» **What is expected**: From the data below, copy exactly the lines that lie between the one holding "the white ceiling" and the one holding "of the knitted", including both, and nothing more.

··· Information

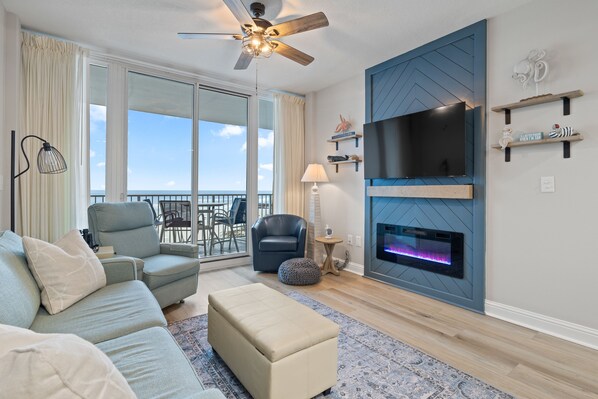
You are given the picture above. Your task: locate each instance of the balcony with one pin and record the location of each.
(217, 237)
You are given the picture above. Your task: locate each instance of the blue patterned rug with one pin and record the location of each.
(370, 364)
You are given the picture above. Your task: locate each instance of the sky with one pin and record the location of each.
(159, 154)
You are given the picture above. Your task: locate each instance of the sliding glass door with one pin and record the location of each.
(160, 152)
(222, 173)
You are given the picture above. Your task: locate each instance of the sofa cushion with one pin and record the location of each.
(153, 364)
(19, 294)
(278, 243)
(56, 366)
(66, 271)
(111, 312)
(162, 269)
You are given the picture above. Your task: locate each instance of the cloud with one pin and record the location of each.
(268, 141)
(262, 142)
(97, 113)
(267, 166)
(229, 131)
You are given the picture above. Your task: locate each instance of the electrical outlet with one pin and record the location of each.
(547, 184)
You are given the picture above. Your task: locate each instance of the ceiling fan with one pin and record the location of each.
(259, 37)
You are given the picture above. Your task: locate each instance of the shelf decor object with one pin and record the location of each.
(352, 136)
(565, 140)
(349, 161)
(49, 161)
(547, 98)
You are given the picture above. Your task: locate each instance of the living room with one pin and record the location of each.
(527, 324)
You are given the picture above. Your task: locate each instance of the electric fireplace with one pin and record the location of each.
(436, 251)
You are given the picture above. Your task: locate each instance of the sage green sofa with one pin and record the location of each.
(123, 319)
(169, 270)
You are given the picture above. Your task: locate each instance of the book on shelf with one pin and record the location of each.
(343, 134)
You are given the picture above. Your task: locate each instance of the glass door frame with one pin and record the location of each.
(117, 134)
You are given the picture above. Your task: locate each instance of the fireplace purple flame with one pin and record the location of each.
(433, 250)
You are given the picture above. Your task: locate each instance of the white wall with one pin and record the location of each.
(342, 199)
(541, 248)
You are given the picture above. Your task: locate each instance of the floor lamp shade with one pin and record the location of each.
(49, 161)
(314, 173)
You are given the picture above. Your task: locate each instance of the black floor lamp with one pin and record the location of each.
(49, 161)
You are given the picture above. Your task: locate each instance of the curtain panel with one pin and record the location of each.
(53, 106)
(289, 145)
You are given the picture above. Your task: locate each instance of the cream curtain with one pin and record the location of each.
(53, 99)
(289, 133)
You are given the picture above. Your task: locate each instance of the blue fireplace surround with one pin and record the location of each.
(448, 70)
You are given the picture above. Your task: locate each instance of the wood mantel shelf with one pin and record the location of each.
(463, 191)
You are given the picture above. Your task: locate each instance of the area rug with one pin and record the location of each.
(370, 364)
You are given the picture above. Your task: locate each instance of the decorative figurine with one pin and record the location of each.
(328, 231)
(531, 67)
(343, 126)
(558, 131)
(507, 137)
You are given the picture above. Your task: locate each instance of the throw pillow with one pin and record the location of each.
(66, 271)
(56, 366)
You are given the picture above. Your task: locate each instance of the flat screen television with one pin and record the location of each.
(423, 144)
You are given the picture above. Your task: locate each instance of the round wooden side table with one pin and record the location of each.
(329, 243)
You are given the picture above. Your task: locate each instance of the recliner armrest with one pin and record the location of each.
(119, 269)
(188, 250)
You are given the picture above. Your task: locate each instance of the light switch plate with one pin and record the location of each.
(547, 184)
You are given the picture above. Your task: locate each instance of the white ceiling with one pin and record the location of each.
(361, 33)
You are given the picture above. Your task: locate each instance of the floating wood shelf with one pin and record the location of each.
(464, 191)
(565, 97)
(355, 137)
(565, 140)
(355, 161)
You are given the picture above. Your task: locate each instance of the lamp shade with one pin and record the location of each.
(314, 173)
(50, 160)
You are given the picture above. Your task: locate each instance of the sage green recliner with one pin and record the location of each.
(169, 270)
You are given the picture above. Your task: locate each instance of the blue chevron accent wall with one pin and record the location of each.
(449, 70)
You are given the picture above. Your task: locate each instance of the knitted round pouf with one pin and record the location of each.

······
··· Information

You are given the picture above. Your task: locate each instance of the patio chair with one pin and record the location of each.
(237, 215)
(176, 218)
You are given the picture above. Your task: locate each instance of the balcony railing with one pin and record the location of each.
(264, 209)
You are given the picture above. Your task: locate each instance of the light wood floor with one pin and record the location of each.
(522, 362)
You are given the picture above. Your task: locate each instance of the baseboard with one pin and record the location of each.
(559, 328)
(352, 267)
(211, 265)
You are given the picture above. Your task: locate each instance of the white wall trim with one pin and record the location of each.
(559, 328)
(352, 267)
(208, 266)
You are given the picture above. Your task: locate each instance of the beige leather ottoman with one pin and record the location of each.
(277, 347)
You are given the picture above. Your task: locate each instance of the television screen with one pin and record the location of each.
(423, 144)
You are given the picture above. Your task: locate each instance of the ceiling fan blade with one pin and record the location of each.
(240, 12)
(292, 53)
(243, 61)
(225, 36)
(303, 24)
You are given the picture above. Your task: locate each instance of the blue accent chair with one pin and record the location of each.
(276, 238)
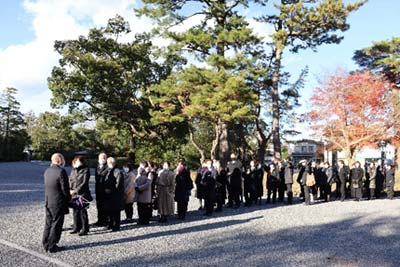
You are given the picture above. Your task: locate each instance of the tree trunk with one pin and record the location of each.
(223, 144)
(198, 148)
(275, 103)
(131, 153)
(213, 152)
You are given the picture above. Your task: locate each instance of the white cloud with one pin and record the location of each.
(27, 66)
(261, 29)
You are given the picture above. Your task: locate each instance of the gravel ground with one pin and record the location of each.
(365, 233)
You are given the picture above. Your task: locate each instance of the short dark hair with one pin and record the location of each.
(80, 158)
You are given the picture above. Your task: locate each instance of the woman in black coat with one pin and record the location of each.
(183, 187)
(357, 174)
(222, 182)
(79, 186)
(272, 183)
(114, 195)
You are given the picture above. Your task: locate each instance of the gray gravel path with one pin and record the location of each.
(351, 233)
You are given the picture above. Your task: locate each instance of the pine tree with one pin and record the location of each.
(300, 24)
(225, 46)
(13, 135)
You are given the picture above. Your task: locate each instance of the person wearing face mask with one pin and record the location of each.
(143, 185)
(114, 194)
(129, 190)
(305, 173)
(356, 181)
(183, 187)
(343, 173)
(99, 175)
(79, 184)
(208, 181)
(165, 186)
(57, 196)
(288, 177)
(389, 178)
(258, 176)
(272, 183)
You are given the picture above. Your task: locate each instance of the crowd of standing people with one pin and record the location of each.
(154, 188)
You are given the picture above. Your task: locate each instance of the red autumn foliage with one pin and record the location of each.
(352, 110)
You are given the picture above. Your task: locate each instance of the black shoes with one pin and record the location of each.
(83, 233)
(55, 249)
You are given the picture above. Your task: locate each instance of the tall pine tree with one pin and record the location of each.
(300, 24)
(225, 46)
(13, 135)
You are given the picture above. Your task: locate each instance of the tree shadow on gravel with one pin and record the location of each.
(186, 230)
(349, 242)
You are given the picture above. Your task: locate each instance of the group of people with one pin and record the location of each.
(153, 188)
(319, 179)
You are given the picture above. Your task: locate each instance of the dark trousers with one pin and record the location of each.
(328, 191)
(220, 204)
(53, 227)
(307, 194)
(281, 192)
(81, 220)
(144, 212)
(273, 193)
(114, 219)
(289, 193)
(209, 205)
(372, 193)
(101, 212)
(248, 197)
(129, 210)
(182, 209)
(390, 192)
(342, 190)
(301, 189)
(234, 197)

······

» **Worked solution**:
You are given the picture above. Your task: locate each instance of the white ceiling with one pin and record the location of each.
(361, 33)
You are given the picture above. Your task: locate each instance of the floating wood shelf with one pin and record the location of each.
(464, 191)
(565, 97)
(355, 137)
(565, 140)
(355, 161)
You are given the picture above. Your task: locate each instance of the lamp shade with one pin and record the location of each.
(314, 173)
(50, 160)
You are given the picture above. Your task: locate each instance of the sage green recliner with one pin and record the location of each.
(169, 270)
You are given the picture above. Your task: locate each instance of the blue chevron accent wall with one pin and record the location of each.
(449, 70)
You are given the picture above. Your task: locate each instance of the knitted round pouf with one pin and record the location of each.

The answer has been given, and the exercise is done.